Eating to Prevent Colorectal Cancer
Other Vitamins and Minerals continued...
While there seems to be some potential benefit in consuming foods with folic acid as part of a regular healthy diet, studies do not show any anti-cancer benefit from taking folic acid supplements. In fact, some studies suggest that taking folic acid supplements may slightly increase the risk of cancer.
Calcium and Vitamin D. Recent studies have suggested that these two substances may not only strengthen bones, but may also fight off colon cancer. Good sources of calcium include: milk, cheese, yogurt, salmon, sardines, and dark-green leafy vegetables such as kale, mustard, and collard greens. Sources of vitamin D include salmon, sardines, fortified cow's milk, egg yolks, and chicken livers -- and don't forget the sun. Twenty minutes of sun before 10 a.m. and after 3 p.m. is an excellent source of vitamin D.
Fiber and Your Colon
Fiber is thought to be a powerful weapon against cancer. Though there is conflicting research as to whether or not fiber has protective effects against colorectal cancer, there is evidence that fiber intake improves overall health by moving wastes through the digestive tract faster. This may give potentially toxic wastes less time to come into contact with intestinal cells. It is also believed that some types of fiber help detoxify potential cancer-causing substances as well as prevent these substances from being absorbed by the cells of the intestines. Good sources of fiber include: whole-grain cereals and breads, prunes, berries, kidney beans and other legumes, fresh fruits and vegetables, and brown rice.
Although it’s best to get the fiber you need from food, fiber supplements offer another source. Examples include psyllium and methylcellulose. Anytime you increase your fiber intake, do it slowly to help prevent gas and cramping. It’s also important to drink enough liquids.
Recently discovered to be helpful in the fight against cancer, phytochemicals are non-nutrient substances such a flavonoids, phenols, and terpenes which are found in a variety of plant foods including tomatoes, citrus fruits, berries, peppers, carrots, broccoli, cabbage, and soy beans.

--*--

## Problem 1
In the text on eating to prevent colorectal cancer, what amount and timing of sun exposure is called an excellent source of vitamin D?
## Problem 2
Using the text on eating to prevent colorectal cancer, explain how fiber intake is said to improve overall health.
## Problem 3
Reproduce the passage of the text on eating to prevent colorectal cancer starting at "Although it’s best" and ending at "and soy beans.".

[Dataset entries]
--*--

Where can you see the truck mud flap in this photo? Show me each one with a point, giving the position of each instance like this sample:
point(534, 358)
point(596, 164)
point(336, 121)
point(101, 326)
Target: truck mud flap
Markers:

--*--

## Reply 1
Twenty minutes of sun before 10 a.m. and after 3 p.m.

## Reply 2
Fiber moves wastes through the digestive tract faster. This may give potentially toxic wastes less time to come into contact with intestinal cells.

## Reply 3
Although it’s best to get the fiber you need from food, fiber supplements offer another source. Examples include psyllium and methylcellulose. Anytime you increase your fiber intake, do it slowly to help prevent gas and cramping. It’s also important to drink enough liquids.
Recently discovered to be helpful in the fight against cancer, phytochemicals are non-nutrient substances such a flavonoids, phenols, and terpenes which are found in a variety of plant foods including tomatoes, citrus fruits, berries, peppers, carrots, broccoli, cabbage, and soy beans.